-- BEGIN --
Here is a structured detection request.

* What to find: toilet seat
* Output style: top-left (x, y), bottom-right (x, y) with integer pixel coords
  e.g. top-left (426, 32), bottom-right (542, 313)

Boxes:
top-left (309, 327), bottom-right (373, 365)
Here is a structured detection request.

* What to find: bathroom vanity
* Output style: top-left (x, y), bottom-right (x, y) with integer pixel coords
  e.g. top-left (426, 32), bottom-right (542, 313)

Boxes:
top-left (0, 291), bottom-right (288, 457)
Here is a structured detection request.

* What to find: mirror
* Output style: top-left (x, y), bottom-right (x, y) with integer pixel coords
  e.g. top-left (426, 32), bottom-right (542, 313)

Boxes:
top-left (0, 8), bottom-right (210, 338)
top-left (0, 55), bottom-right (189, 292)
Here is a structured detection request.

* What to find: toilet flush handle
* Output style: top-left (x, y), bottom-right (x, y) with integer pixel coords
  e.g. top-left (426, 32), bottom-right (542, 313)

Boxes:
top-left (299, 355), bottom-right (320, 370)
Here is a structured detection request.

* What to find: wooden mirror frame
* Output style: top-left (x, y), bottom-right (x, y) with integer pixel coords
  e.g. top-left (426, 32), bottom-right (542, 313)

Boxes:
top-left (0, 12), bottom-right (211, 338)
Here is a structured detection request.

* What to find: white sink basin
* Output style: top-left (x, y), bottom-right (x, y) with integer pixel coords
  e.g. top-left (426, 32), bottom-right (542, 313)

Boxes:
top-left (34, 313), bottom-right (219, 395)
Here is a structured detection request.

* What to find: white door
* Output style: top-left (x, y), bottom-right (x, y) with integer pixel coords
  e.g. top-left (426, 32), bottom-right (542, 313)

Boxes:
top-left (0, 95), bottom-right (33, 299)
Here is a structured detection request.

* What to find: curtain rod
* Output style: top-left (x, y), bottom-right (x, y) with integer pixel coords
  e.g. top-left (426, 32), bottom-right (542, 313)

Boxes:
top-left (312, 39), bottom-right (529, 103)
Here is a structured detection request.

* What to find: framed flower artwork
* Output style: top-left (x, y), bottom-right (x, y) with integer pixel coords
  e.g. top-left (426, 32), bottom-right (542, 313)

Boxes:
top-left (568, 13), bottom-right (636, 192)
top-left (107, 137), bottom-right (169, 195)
-- END --
* **SET EXERCISE**
Can you return all of the items above word for word, with no changes?

* **FULL OUTPUT**
Here is a structured detection request.

* What to find: toilet seat
* Output style: top-left (x, y), bottom-right (x, y) with integer pixel coords
  e.g. top-left (426, 32), bottom-right (542, 313)

Boxes:
top-left (309, 327), bottom-right (373, 365)
Here is a structured detection request.

* What to find: bathroom vanity
* Output style: top-left (x, y), bottom-right (x, y) with integer pixel coords
  e.g. top-left (426, 32), bottom-right (542, 313)

Boxes:
top-left (0, 291), bottom-right (288, 457)
Here is a structured detection request.

* What to find: mirror
* Output style: top-left (x, y), bottom-right (x, y) with integer pixel coords
  e.g. top-left (426, 32), bottom-right (542, 313)

Boxes:
top-left (0, 8), bottom-right (210, 338)
top-left (0, 55), bottom-right (189, 292)
Here is a structured detection request.

* What to find: toilet flush handle
* Output style: top-left (x, y), bottom-right (x, y) with integer pixel coords
  e.g. top-left (426, 32), bottom-right (542, 313)

Boxes:
top-left (299, 355), bottom-right (320, 370)
Here is a structured detection request.

* What to find: wooden mirror frame
* Output style: top-left (x, y), bottom-right (x, y) with integer pixel coords
  e.g. top-left (426, 32), bottom-right (542, 313)

Boxes:
top-left (0, 12), bottom-right (211, 338)
Here is a structured detection request.

* What to find: white sink basin
* Output style: top-left (x, y), bottom-right (x, y) with integer pixel coords
  e.g. top-left (426, 32), bottom-right (542, 313)

Boxes:
top-left (34, 313), bottom-right (219, 395)
Here is a structured detection request.

* What to find: white door
* Output style: top-left (x, y), bottom-right (x, y) with integer pixel coords
  e.g. top-left (426, 32), bottom-right (542, 313)

Boxes:
top-left (0, 95), bottom-right (33, 299)
Here is a structured detection request.

* What to find: curtain rod
* Output style: top-left (x, y), bottom-right (x, y) with integer pixel coords
  e.g. top-left (426, 32), bottom-right (542, 313)

Boxes:
top-left (312, 39), bottom-right (529, 103)
Here is a structured detection request.

* What to find: framed flower artwork
* Output style: top-left (x, y), bottom-right (x, y) with integer pixel coords
  e.g. top-left (426, 32), bottom-right (542, 313)

Boxes:
top-left (568, 13), bottom-right (636, 192)
top-left (107, 137), bottom-right (169, 195)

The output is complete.